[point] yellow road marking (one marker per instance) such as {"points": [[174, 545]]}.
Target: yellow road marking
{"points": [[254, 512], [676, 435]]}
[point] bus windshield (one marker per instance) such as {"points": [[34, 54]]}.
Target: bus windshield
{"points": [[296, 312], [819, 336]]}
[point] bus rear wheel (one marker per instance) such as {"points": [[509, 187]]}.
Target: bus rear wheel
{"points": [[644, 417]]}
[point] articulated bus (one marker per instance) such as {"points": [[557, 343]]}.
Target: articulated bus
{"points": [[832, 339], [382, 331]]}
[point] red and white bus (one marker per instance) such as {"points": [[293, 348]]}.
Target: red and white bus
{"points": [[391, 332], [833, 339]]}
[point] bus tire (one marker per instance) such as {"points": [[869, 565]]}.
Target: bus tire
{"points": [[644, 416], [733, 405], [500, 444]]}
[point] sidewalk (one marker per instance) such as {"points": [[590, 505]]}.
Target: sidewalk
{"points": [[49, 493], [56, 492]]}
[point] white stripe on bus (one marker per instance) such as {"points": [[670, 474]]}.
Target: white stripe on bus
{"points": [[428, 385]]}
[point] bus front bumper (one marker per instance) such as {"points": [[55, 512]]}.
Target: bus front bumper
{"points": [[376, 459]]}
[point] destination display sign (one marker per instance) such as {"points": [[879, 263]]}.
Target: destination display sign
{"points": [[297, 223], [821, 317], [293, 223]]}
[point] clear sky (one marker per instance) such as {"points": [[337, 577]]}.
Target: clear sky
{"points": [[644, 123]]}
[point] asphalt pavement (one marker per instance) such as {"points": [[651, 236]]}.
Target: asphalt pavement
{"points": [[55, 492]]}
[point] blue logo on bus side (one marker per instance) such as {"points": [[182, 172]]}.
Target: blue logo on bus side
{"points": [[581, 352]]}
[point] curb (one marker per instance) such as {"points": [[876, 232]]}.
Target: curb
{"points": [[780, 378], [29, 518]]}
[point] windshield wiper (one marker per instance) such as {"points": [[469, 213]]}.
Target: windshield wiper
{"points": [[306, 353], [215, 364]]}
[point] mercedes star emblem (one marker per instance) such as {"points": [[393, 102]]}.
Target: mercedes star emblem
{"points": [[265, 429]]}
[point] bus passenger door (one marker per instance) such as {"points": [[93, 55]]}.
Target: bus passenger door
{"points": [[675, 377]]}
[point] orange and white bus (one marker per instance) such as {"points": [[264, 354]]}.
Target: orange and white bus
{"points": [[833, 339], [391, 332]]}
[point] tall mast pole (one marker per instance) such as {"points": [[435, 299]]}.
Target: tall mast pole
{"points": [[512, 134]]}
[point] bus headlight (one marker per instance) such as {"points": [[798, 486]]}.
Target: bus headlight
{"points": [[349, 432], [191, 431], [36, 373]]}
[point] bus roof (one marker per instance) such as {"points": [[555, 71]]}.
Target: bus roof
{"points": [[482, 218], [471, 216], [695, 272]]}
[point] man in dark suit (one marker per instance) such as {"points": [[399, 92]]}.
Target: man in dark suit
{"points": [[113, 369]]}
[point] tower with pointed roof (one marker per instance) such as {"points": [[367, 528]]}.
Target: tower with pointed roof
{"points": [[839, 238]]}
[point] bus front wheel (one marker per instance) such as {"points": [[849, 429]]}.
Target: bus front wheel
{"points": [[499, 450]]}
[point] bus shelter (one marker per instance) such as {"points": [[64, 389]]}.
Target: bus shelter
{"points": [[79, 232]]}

____________

Set task
Copy the records again from the line containing "[point] orange and" through the end of the records, both ends included and the requests kept as they are. Add -8 to every point coordinate in the answers.

Output
[point] orange and white bus (one marker per instance) such as {"points": [[264, 354]]}.
Target: orange and white bus
{"points": [[825, 331], [383, 324]]}
[point] tall mast pole (one marker per instance) such as {"points": [[435, 299]]}.
Target: tall mast pole
{"points": [[504, 126]]}
[point] bus headlight (one marker per instance) such as {"points": [[798, 486]]}.
Target: bus headlight
{"points": [[341, 424], [183, 423], [28, 365]]}
[point] bus roof (one marker per instance) such as {"points": [[555, 71]]}.
Target: bus roof
{"points": [[474, 210], [463, 208], [687, 264]]}
[point] man in dark suit (one marker per instance) such as {"points": [[399, 92]]}.
Target: man in dark suit
{"points": [[105, 361]]}
[point] tower with pointed roof (one marker per instance) such as {"points": [[367, 528]]}.
Target: tower with pointed roof
{"points": [[831, 230]]}
[point] bus front wheel (one marker per instance) such as {"points": [[849, 429]]}.
Target: bus front wheel
{"points": [[491, 442]]}
[point] bus shelter (one marker per instance) such as {"points": [[64, 389]]}.
Target: bus shelter
{"points": [[71, 224]]}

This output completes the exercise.